>> START Text to read

Sprint Takes Out Full Page NYT Ad Calling Out AT&T for Misleading 5GE Branding

Sprint on Sunday took out a full-page ad in The New York Times to call out AT&T for its "5GE" network labeling, which actually offers 4G speeds rather than 5G speeds.

In the letter [PDF], Sprint calls AT&T's 5G Evolution "fake 5G" and clarifies that AT&T is not, in fact, offering faster speeds than other carriers who deliver the same 4G LTE advancements that AT&T has enabled such as three-way carrier aggregation, 256 QAM, and 4x4 MIMO.

While Sprint is working hard to deliver mobile 5G and the first 5G smartphone in the U.S., AT&T is hard at work trying to convince you that they already won the race to 5G with something they call "5G Evolution." That is simply untrue.

Don't be fooled. 5G Evolution isn't new or true 5G. It is fake 5G.

They would love for you to believe they are different ... better. The truth is AT&T is simply offering customers a nationwide 4G LTE network just like Sprint and all the other major wireless carriers. It's not 5G.
AT&T first started upgrading customer iPhones to read "5GE" in the iOS 12.2 beta, and the misleading branding will become much more widespread when iOS 12.2 sees a public release.

Devices in areas with AT&T's "upgraded" LTE will display "5GE" instead of LTE, but it's not real 5G. There is no iPhone that exists right now that is capable of connecting to a 5G network, nor does AT&T offer a true 5G network at this time.

AT&T has defended itself by claiming that 5G Evolution is the "first step on the road to 5G," but customers and other carriers are not impressed with its misleading branding that has the potential to confuse customers when actual 5G networks become available. AT&T has, however, claimed that customers "love" the 5GE branding because they "want and deserve to know" when "better speeds" are available.

>> END Text to read

List of tasks:
a - In the 5GE article, list the 4G LTE advancements that Sprint says other carriers also deliver.
b - Reproduce the 5GE article word for word, everything from "In the letter" down to "is simply untrue.".
The records that follow have no connection to the 5GE article.

>> START Rows

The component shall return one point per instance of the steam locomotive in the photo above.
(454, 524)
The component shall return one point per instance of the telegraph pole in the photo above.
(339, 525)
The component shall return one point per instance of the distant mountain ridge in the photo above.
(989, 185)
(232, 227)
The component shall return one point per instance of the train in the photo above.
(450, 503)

>> END Rows
>> START Rows

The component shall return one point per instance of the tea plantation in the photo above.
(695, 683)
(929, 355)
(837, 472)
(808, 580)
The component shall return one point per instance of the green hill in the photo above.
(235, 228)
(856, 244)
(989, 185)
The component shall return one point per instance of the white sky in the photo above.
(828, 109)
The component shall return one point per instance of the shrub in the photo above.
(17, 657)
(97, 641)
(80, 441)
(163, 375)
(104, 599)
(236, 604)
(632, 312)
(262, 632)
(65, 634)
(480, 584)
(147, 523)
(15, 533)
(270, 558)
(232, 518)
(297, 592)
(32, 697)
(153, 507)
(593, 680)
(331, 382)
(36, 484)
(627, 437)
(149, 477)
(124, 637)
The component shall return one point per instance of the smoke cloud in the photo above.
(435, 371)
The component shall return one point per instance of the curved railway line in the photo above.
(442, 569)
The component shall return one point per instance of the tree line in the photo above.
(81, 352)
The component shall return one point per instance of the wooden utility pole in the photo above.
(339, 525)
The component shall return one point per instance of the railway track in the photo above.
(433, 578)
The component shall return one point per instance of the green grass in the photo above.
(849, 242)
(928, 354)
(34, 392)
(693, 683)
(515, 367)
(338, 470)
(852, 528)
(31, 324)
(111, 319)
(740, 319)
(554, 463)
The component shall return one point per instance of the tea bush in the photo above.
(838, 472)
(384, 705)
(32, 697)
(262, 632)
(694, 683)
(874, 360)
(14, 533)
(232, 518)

>> END Rows
>> START Rows

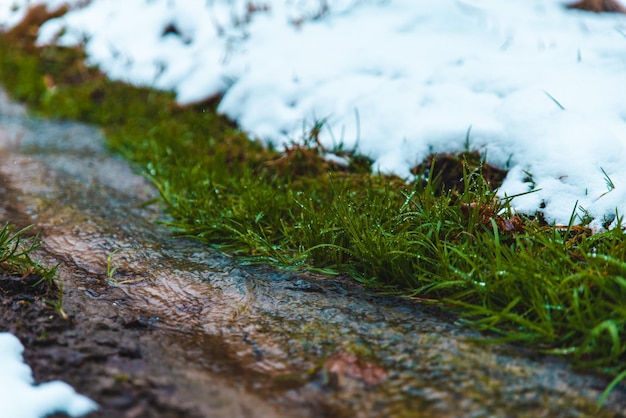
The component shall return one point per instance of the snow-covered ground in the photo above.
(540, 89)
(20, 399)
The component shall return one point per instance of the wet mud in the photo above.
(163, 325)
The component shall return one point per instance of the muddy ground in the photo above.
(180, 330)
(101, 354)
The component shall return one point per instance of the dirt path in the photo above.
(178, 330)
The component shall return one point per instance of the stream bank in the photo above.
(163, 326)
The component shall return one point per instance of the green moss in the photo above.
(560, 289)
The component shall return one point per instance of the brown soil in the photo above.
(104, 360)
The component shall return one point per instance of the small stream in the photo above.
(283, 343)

>> END Rows

Exercise results:
a -
- three-way carrier aggregation
- 256 QAM
- 4x4 MIMO

b -
In the letter [PDF], Sprint calls AT&T's 5G Evolution "fake 5G" and clarifies that AT&T is not, in fact, offering faster speeds than other carriers who deliver the same 4G LTE advancements that AT&T has enabled such as three-way carrier aggregation, 256 QAM, and 4x4 MIMO.

While Sprint is working hard to deliver mobile 5G and the first 5G smartphone in the U.S., AT&T is hard at work trying to convince you that they already won the race to 5G with something they call "5G Evolution." That is simply untrue.